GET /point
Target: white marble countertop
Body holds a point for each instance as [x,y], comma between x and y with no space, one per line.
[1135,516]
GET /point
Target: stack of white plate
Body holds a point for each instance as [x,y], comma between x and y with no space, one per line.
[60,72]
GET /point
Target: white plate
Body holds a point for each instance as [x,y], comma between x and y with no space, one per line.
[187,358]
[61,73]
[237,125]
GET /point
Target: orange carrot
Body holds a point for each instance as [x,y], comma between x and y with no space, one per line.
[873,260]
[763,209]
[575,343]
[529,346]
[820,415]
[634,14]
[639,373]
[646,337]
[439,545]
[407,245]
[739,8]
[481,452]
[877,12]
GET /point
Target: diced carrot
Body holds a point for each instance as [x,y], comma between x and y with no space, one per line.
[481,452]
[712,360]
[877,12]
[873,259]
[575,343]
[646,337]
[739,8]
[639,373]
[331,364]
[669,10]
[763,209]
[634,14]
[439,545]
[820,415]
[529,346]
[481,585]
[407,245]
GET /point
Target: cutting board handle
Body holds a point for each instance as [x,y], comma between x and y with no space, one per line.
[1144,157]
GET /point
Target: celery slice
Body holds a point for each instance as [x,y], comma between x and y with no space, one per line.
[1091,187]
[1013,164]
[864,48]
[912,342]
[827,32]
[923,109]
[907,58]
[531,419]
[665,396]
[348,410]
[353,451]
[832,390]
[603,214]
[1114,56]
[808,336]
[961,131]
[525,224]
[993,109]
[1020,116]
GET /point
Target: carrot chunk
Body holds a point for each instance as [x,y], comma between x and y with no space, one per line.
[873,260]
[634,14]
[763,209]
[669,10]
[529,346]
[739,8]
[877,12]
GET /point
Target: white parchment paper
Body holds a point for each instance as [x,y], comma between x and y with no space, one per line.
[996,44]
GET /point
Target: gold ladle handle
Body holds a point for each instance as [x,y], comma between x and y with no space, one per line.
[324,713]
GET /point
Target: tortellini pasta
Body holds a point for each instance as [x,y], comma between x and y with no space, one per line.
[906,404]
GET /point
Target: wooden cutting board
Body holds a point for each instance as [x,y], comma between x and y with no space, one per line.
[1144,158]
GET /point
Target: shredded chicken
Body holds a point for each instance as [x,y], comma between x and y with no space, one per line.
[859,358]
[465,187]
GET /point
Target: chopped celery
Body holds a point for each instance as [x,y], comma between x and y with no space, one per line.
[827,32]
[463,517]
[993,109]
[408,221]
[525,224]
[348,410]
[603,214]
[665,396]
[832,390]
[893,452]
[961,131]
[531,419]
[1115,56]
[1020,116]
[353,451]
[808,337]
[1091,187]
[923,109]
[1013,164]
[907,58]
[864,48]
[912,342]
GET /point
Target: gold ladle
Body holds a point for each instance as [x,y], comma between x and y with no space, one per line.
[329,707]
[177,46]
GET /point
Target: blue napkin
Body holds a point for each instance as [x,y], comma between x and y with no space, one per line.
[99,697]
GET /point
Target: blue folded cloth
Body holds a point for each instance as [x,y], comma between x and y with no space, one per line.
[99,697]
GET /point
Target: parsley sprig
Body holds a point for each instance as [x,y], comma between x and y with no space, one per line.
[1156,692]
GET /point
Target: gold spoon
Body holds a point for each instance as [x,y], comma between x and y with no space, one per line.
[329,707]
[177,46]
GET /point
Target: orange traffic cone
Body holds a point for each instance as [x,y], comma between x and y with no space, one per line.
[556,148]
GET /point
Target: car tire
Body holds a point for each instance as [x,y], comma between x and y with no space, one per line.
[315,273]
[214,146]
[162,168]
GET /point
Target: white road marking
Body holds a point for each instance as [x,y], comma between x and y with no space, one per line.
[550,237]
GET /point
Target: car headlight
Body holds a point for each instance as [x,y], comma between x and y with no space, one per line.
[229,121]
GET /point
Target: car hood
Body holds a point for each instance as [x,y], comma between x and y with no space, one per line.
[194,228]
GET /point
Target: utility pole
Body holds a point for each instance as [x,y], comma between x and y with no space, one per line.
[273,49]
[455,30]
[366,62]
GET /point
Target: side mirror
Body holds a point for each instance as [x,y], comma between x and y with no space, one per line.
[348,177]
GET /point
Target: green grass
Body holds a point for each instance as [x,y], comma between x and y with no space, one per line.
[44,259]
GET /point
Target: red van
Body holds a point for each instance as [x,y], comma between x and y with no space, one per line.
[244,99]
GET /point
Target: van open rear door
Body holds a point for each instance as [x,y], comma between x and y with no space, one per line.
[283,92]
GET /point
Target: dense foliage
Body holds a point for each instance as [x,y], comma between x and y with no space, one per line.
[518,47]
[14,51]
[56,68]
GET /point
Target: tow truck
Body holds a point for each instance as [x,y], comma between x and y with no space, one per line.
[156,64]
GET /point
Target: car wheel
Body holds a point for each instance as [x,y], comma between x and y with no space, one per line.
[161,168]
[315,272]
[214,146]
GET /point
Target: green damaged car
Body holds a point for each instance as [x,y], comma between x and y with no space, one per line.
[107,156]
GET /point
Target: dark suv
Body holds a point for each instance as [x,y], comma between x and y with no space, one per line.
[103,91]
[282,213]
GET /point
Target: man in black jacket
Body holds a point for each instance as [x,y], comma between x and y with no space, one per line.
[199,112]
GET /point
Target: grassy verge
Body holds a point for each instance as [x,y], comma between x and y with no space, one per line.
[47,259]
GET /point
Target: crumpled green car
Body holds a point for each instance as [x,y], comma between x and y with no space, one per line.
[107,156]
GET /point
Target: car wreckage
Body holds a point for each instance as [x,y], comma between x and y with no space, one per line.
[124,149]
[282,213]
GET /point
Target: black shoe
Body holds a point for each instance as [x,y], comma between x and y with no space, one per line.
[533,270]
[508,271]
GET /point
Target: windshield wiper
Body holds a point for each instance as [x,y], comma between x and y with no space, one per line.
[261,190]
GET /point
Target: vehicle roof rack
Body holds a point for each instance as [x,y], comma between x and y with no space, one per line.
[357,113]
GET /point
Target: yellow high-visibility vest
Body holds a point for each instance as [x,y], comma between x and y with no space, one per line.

☆ ☆ ☆ ☆ ☆ ☆ ☆

Repeat every record exactly as written, please.

=== Worked solution ===
GET /point
Target: white marble countertop
Body holds a point for each instance as [x,y], comma between x and y with no space, one per line.
[1135,516]
GET /point
Target: stack of white plate
Body holds a point for each instance as [x,y], comma between x and y with no space, one per line.
[60,72]
GET /point
Target: white plate
Body holds a point for each instance as [x,y], comma between x and y with no space, one per line.
[187,358]
[61,73]
[237,125]
GET /point
Target: orange carrot
Body holds a point for each instance as [x,y], comma between x and y with no space, one per line.
[873,260]
[763,209]
[575,343]
[529,346]
[820,415]
[634,14]
[639,373]
[646,337]
[439,545]
[407,245]
[739,8]
[481,452]
[877,12]
GET /point
Target: diced carrot
Body holds a point for each instance as [x,y], comma between x and y with no space, one per line.
[481,452]
[712,360]
[877,12]
[873,259]
[575,343]
[646,337]
[739,8]
[639,373]
[331,364]
[669,10]
[763,209]
[634,14]
[439,545]
[820,415]
[529,346]
[481,585]
[407,245]
GET /point
Target: cutting board handle
Body holds a point for each instance as [x,y], comma between x and y with no space, one per line.
[1144,157]
GET /point
Target: celery slice
Body holds a point for each instance as [x,y], comma between x and y with no space, one per line.
[1091,187]
[1013,164]
[864,48]
[912,342]
[827,32]
[923,109]
[907,58]
[531,419]
[665,396]
[348,410]
[353,451]
[832,390]
[603,214]
[1114,56]
[808,336]
[961,131]
[525,224]
[993,109]
[1020,116]
GET /point
Target: carrot chunk
Body holds a point for each instance as [x,y], comma between x and y with no space, one per line.
[873,260]
[634,14]
[763,209]
[669,10]
[529,346]
[739,8]
[877,12]
GET /point
Target: white parchment paper
Body holds a point for each instance as [x,y], comma between x and y with no space, one per line.
[996,44]
GET /point
Target: gold ladle handle
Body holds a point for each instance as [x,y], comma between x and y with no space, one per line.
[324,713]
GET /point
Target: tortellini pasta
Body holds a point for each instance as [x,y], comma between x and y with no space, one per line.
[906,404]
GET /point
Target: wooden cutting board
Body holds a point for each instance as [x,y], comma between x and y with no space, one per line.
[1144,158]
GET /point
Target: shredded chicken
Body holds a point for each instance as [x,y], comma between x and y with no space, one per line.
[859,358]
[465,187]
GET /point
Target: chopped celery
Body holds a point for each instance as [x,y], comma between x and y with no space, one per line.
[827,32]
[463,517]
[993,109]
[408,221]
[525,224]
[348,410]
[603,214]
[665,396]
[832,390]
[893,452]
[961,131]
[531,419]
[1115,56]
[1020,116]
[353,451]
[808,337]
[1091,187]
[923,109]
[1013,164]
[907,58]
[864,48]
[912,342]
GET /point
Target: gold ladle
Body holds a point for each instance as [x,y], comma between x and y with no space, one per line.
[329,707]
[177,46]
GET /point
Target: blue napkin
Body holds a point for each instance as [x,y], comma between x and y with no space, one per line.
[99,697]
GET /point
Target: blue folded cloth
Body holds a point for each instance as [x,y], comma between x and y with no space, one per line.
[99,697]
GET /point
Target: parsley sprig
Body holds a point for each instance as [x,y], comma between x and y with no space, one per line.
[1156,692]
GET /point
Target: gold spoon
Body holds a point for each instance as [x,y], comma between x and y with no space, one per line.
[329,707]
[177,46]
GET /point
Target: orange traffic cone
Body holds a point for each instance as [x,y], comma between x and y with no space, one per line.
[556,148]
GET /point
Target: car tire
Body holds a point for each instance as [x,y], comma between x and y with no space, one per line.
[315,273]
[214,146]
[162,168]
GET /point
Target: white road marking
Body holds a point for each instance as [x,y], comma between x and y with no space, one per line.
[550,237]
GET /point
Target: car headlight
Body holds a point for each instance as [x,y], comma between x and y with no space, one per line.
[229,121]
GET /point
Target: car hood
Body holds a point for each instance as [x,y], comma between x and y with no space, one per line.
[194,228]
GET /point
Target: utility pole
Body holds a point for each instance as [x,y], comma between x and y with no space, one per line.
[273,49]
[455,30]
[366,62]
GET /point
Target: side mirror
Body holds a point for each instance as [x,y], comma between x and y with no space, one per line.
[348,177]
GET /point
Target: green grass
Body holds a point for each instance as [x,y], comma between x and y with no space, one per line.
[44,259]
GET /point
Target: red van
Body holds a point for each instance as [x,y], comma between x and y with no space, one per line.
[244,99]
GET /point
Target: van open rear door
Body holds a point for each instance as [x,y], comma between x and y with no space, one per line.
[283,92]
GET /point
Target: dense foliage
Body holds a point for each instance as [x,y], comma between x and y with no space, one per line.
[518,47]
[14,51]
[56,68]
GET /point
Target: tow truck
Body holds a point for each instance as [x,y], comma between x and y with no space, one per line.
[156,64]
GET /point
Target: car wheel
Body holds a point for each instance as [x,y], comma between x and y with no space, one per line.
[161,168]
[315,272]
[214,146]
GET /point
Target: green damaged car
Body holds a point for each instance as [x,y], comma between x and y with no space, one per line.
[107,156]
GET /point
Target: dark suv
Body holds a point for each instance as [x,y], comma between x and y with no space, one per line.
[103,91]
[282,213]
GET /point
Target: man in black jacket
Body holds a point for each instance as [x,y], comma between x and y with no space, one per line.
[199,112]
GET /point
Target: grassy verge
Body holds a point for each instance as [x,y], comma between x and y with no space, one per line.
[47,259]
GET /point
Target: crumpled green car
Body holds a point for each instance as [x,y], comma between x and y with no space, one per line.
[107,156]
GET /point
Target: car wreckage
Body holds a point for each instance as [x,y], comma between x and y with no space, one per line.
[124,149]
[282,213]
GET /point
Target: black shoe
Body holds a point for each instance as [x,y], comma between x and y with no space, one per line.
[533,270]
[508,271]
GET /point
Target: windshield wiper
Body holds a point for each instance as [x,y], comma between x and y with no space, one per line.
[261,190]
GET /point
Target: vehicle roof rack
Body holds a point for each instance as [x,y], comma between x and y with no space, one per line.
[357,113]
GET /point
Target: yellow high-visibility vest
Body holds a point for each instance as [x,y], comma between x and y with no space, one per line.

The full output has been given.